**Your goal**
Extract the rows from the start of the records through the line containing "POLYGON ((198 248, 195", both ends included, and repeat them exactly.

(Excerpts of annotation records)
_ _ _ _

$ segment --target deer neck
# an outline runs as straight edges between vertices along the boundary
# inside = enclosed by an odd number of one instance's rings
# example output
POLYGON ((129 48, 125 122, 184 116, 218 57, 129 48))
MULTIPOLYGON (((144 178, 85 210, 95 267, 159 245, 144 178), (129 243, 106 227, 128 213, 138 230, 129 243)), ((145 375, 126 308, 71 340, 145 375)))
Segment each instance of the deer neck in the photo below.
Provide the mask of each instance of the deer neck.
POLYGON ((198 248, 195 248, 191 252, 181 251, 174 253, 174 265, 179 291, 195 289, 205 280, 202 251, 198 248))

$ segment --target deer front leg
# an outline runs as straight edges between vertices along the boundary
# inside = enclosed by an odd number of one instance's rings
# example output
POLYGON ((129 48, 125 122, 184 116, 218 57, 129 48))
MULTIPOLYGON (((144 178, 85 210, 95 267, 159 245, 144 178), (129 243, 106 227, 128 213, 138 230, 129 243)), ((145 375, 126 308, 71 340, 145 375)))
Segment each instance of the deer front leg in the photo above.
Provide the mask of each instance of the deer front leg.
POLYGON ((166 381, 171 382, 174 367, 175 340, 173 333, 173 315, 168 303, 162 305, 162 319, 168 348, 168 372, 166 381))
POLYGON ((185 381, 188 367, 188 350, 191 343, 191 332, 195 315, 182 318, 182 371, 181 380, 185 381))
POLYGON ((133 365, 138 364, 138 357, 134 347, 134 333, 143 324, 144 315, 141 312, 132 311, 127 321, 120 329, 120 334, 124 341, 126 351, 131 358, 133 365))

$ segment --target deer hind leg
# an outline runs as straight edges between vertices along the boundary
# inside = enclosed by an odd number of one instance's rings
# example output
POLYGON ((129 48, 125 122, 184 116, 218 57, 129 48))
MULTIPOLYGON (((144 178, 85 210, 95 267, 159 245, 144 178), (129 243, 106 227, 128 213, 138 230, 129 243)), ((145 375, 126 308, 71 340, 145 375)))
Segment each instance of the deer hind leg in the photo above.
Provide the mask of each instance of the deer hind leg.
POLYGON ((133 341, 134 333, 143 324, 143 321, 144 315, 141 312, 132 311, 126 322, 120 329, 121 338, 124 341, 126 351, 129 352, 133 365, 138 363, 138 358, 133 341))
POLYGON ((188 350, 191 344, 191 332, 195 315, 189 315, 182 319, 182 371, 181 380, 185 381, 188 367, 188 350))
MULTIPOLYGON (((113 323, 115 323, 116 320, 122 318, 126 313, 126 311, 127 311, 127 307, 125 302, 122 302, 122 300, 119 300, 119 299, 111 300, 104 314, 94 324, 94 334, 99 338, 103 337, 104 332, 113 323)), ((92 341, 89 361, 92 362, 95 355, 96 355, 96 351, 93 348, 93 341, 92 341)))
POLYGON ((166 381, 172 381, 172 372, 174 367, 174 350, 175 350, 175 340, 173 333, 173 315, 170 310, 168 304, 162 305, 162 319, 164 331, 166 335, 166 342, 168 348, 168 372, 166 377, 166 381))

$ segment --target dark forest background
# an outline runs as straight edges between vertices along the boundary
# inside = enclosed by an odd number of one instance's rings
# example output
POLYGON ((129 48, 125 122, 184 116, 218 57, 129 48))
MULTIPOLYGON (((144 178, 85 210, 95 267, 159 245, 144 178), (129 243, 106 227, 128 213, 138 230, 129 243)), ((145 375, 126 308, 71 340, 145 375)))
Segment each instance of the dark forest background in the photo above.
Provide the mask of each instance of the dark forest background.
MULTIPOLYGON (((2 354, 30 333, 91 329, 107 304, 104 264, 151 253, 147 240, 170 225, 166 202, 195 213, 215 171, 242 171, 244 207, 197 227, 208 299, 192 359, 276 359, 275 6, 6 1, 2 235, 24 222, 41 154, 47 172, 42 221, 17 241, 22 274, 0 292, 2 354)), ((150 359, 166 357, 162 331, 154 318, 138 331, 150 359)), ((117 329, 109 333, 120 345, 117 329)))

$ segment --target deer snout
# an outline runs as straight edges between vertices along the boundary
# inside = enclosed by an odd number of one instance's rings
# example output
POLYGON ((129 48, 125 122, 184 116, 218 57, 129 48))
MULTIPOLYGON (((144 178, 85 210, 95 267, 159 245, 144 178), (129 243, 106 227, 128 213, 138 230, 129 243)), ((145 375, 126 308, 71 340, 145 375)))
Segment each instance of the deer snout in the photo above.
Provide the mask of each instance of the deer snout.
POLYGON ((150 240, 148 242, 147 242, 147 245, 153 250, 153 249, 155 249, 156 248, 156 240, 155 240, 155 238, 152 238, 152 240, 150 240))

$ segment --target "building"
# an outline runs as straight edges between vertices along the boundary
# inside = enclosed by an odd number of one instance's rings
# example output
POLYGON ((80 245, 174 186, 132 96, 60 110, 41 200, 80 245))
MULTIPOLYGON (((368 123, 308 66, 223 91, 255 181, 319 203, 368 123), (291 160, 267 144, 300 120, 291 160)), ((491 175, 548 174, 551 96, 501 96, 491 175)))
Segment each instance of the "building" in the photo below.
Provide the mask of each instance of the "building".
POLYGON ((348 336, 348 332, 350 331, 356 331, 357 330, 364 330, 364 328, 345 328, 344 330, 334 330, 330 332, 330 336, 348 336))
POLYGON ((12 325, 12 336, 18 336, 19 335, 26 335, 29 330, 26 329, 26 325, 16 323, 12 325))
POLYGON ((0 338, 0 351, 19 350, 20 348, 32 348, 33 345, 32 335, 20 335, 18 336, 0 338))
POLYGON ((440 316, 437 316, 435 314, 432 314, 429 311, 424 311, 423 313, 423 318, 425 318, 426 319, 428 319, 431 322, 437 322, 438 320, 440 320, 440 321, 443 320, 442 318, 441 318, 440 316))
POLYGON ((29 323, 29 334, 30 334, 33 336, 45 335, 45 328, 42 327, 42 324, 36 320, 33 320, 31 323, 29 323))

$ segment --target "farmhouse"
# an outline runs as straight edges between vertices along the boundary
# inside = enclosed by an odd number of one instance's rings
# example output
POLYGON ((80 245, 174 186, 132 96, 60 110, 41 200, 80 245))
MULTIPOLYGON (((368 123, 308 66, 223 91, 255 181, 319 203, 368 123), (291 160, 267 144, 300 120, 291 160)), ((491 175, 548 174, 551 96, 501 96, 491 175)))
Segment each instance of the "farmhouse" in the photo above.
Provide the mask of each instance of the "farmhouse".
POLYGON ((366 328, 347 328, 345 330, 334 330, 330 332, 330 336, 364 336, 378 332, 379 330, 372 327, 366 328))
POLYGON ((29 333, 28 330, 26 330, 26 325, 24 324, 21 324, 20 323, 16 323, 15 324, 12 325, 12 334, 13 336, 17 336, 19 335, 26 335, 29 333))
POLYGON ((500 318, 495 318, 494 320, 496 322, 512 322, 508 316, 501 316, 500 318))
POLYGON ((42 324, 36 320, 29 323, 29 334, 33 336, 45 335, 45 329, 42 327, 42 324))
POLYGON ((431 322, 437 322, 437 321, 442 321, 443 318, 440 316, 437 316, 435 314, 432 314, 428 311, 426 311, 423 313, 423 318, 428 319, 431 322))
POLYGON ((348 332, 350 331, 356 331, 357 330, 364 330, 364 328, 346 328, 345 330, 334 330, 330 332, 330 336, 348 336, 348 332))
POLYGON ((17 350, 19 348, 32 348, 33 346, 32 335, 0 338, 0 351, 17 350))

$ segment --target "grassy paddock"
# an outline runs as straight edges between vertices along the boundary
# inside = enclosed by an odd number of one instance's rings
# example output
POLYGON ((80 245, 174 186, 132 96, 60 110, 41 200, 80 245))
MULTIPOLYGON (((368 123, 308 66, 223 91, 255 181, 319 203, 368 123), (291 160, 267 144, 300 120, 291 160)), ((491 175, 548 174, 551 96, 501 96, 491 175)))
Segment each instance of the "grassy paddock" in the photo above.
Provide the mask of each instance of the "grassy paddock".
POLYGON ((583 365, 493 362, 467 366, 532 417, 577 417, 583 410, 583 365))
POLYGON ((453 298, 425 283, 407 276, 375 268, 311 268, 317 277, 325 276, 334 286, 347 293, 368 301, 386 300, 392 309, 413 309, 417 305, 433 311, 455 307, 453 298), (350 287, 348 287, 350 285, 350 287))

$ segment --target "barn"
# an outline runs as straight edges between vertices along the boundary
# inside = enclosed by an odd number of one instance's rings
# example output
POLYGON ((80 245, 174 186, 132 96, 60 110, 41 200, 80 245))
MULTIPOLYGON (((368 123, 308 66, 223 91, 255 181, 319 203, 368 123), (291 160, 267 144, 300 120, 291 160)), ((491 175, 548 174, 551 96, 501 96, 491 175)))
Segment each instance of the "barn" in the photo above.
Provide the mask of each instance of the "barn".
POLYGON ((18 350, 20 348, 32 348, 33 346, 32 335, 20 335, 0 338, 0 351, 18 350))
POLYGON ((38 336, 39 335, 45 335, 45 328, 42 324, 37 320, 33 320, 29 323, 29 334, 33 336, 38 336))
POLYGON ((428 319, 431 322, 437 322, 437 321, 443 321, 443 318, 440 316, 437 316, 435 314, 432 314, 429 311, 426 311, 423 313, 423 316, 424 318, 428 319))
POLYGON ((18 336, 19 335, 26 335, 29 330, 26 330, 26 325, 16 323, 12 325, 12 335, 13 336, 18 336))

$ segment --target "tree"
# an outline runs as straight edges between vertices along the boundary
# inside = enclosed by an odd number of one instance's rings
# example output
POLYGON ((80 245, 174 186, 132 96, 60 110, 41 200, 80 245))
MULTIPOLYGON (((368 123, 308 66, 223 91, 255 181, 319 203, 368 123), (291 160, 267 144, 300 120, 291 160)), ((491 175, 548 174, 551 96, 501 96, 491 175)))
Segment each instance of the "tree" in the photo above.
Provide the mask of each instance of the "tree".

_ _ _ _

**Full answer**
$ segment --target deer neck
# an outline runs as straight edges between vertices along the boundary
# inside = enclosed by an odd number of one instance's rings
# example output
POLYGON ((129 48, 125 122, 184 116, 218 57, 129 48))
MULTIPOLYGON (((144 178, 85 210, 95 267, 159 245, 144 178), (129 243, 106 227, 128 213, 138 230, 129 243)), ((145 375, 126 308, 71 340, 145 375)))
Segment each instance of the deer neck in the photo below.
Provide the mask of each instance of the deer neck.
POLYGON ((198 248, 195 248, 191 252, 181 251, 174 253, 174 265, 179 291, 195 289, 205 280, 202 251, 198 248))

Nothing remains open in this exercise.